* GIVEN EXERCISE
Please rewrite the entries starting at the line that has "Your annotation target is red and" and stopping after the line that has "58 74 148 99", leaving the requests unchanged. Multiply every box coordinate in the answers by 2, rounding to whole numbers with halves rounded up.

* INPUT RECORDS
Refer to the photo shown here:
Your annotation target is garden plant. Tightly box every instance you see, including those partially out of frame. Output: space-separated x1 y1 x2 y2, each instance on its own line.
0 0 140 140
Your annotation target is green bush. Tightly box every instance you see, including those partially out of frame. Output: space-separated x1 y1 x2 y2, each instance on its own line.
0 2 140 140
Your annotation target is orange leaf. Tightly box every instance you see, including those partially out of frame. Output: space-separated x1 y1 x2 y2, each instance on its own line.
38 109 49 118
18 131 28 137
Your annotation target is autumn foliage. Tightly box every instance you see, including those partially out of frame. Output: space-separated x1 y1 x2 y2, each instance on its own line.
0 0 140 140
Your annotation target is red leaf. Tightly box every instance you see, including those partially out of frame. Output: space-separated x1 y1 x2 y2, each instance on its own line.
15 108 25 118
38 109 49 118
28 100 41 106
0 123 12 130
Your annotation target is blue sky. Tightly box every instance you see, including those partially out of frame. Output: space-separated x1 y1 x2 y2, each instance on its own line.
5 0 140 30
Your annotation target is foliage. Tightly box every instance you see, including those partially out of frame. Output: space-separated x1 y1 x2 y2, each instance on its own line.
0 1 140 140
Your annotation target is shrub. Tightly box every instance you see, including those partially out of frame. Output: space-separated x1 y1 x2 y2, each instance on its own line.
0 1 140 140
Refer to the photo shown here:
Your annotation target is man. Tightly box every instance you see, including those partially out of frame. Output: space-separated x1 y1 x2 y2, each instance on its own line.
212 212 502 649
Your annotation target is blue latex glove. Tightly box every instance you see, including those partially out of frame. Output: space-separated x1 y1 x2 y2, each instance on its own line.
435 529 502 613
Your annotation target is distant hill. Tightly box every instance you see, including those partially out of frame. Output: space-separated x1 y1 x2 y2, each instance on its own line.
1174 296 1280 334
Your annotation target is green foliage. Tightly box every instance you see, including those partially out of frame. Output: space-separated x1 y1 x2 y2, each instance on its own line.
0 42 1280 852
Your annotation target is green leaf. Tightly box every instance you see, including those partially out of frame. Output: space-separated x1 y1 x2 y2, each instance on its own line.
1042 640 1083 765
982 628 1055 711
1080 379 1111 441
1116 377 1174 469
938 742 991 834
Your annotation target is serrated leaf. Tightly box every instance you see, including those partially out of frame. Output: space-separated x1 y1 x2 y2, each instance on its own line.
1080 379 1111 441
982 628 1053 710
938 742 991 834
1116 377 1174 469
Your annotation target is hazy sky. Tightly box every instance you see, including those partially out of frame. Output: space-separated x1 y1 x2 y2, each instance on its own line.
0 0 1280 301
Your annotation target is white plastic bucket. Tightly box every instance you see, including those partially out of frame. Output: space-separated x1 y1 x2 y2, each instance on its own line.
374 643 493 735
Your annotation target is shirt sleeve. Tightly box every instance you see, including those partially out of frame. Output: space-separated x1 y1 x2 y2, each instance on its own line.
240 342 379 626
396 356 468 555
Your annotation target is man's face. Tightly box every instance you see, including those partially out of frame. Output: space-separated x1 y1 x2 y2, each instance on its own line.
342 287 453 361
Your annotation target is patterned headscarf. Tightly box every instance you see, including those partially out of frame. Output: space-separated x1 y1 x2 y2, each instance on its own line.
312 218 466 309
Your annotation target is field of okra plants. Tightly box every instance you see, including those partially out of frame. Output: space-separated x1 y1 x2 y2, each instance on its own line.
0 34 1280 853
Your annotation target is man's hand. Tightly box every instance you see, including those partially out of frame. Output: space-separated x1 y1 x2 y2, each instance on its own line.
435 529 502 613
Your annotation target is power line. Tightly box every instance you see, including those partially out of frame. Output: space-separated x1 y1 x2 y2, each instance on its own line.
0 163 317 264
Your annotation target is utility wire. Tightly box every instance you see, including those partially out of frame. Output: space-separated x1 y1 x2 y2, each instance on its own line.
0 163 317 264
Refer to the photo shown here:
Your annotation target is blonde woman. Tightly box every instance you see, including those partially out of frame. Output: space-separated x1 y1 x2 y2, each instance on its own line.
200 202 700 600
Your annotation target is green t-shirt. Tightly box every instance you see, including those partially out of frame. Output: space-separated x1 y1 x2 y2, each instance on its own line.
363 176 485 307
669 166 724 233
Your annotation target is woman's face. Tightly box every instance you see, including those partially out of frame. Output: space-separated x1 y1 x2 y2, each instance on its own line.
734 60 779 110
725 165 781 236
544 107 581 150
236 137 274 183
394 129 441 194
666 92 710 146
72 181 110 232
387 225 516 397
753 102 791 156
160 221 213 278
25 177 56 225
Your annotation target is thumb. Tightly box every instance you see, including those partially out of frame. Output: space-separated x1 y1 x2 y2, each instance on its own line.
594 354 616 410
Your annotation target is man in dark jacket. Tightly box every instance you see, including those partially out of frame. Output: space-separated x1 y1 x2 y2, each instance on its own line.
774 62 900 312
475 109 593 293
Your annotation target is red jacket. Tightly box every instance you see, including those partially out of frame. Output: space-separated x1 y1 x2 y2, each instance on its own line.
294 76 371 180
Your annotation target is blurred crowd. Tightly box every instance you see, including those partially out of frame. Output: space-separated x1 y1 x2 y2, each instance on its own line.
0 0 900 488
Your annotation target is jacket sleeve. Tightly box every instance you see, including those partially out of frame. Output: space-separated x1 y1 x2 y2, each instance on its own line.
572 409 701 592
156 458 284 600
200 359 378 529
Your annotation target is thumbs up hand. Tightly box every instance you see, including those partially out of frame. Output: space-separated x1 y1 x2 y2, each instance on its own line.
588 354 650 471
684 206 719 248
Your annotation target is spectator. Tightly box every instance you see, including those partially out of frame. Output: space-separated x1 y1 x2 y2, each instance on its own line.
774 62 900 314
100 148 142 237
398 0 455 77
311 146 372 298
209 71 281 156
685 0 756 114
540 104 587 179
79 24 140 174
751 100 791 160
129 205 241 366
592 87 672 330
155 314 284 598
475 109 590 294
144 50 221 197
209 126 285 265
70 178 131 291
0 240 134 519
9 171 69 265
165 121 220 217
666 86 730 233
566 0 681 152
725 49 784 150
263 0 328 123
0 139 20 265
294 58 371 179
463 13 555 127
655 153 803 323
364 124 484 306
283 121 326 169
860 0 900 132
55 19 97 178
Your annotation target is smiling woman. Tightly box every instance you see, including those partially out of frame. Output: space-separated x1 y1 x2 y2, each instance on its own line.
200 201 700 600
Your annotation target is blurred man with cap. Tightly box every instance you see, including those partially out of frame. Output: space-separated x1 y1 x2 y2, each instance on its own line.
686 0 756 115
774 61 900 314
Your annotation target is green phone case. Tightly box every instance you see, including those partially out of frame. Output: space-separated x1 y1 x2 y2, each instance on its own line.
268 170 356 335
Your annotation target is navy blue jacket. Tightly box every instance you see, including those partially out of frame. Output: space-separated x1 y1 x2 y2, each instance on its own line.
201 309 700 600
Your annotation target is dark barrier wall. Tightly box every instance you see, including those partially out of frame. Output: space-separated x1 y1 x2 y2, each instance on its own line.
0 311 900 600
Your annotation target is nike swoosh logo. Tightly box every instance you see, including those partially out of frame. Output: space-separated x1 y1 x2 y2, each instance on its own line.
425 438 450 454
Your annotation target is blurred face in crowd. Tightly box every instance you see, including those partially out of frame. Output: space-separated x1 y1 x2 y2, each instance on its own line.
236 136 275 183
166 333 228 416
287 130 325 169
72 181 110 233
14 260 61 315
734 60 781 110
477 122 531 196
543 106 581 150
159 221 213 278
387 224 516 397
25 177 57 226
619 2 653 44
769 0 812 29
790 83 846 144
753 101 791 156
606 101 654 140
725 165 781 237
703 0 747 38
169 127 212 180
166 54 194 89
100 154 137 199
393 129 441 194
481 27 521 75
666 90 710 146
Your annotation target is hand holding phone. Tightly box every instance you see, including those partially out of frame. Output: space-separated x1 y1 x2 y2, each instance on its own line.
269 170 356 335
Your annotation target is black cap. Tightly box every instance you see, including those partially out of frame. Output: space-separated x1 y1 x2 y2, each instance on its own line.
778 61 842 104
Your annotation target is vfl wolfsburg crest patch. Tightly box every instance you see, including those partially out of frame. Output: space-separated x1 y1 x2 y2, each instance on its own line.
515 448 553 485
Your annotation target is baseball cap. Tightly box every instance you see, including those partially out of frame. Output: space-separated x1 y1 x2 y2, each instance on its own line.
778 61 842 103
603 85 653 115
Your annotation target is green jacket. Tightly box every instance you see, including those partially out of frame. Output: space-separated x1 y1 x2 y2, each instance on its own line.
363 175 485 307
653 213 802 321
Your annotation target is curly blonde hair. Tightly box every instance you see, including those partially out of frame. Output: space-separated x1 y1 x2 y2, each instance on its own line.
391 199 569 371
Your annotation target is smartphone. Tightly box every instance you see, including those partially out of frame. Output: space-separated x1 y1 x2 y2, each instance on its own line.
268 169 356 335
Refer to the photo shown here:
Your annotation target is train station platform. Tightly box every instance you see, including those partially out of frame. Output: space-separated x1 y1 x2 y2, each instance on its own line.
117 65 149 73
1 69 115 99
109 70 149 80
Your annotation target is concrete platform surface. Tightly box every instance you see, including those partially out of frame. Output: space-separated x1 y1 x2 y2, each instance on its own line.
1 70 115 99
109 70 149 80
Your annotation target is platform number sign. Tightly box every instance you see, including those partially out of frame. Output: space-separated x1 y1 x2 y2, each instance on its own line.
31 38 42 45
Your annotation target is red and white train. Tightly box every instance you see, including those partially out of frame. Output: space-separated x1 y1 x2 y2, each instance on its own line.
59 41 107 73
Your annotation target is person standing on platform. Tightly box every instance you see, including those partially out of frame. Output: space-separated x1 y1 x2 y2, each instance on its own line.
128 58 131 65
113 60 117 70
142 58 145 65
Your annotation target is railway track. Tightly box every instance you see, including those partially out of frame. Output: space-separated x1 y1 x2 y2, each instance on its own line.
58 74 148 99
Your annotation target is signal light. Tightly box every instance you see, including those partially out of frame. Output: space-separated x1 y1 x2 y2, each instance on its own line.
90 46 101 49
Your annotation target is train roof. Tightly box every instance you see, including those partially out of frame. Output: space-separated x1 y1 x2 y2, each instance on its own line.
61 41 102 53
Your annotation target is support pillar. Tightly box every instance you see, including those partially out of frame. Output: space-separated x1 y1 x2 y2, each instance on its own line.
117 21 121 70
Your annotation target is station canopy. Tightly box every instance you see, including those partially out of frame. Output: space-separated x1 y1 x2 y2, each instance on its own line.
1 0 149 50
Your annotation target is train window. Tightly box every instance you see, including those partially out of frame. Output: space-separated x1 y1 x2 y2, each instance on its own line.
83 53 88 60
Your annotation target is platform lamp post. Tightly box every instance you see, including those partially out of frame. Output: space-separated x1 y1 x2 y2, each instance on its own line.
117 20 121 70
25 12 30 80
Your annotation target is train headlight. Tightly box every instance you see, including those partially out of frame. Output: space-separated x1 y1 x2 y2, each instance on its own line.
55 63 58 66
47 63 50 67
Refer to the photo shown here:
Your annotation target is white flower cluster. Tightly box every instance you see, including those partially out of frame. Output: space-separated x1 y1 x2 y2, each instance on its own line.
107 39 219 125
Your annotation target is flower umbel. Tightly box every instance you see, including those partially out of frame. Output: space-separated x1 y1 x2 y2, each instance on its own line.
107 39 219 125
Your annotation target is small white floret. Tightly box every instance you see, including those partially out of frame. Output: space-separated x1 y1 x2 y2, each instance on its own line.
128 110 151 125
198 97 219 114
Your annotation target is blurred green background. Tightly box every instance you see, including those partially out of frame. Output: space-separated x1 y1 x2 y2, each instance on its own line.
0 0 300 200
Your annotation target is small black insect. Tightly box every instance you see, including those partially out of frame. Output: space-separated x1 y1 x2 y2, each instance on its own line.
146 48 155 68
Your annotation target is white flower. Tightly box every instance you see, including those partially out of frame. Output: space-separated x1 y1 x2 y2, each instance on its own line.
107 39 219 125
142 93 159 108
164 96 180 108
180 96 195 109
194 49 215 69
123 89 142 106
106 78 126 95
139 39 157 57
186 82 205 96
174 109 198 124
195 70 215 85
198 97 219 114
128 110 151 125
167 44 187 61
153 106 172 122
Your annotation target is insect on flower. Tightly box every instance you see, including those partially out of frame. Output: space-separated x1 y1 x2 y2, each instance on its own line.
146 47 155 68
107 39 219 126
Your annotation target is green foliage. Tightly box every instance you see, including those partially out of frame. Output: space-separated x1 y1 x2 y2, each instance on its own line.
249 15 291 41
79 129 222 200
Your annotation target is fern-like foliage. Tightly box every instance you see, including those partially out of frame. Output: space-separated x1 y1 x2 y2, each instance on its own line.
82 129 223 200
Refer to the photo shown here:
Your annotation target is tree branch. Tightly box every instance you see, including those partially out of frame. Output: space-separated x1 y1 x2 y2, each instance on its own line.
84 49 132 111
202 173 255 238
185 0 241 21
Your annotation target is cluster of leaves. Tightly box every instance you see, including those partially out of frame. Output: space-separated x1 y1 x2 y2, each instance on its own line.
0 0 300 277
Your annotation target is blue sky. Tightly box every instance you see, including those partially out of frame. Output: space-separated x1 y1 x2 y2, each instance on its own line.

* RIGHT ANSWER
Your annotation target is red and white train. Tightly box every instance you see, including those partially out of frame. Output: space-separated x1 y1 x2 y2, each instance on its own line.
118 82 214 146
Your annotation target is person standing on platform. Tightly box every instance you see, including those partially out of frame. Output: space-separated x1 y1 x2 y2, each instance on its own line.
256 116 262 130
226 120 234 140
284 116 290 130
Your annotation target is railway track. Tightly box every instance you see, including those partially out of frame. Output: space-separated x1 y1 x2 y2, each instance on its own line.
116 148 296 198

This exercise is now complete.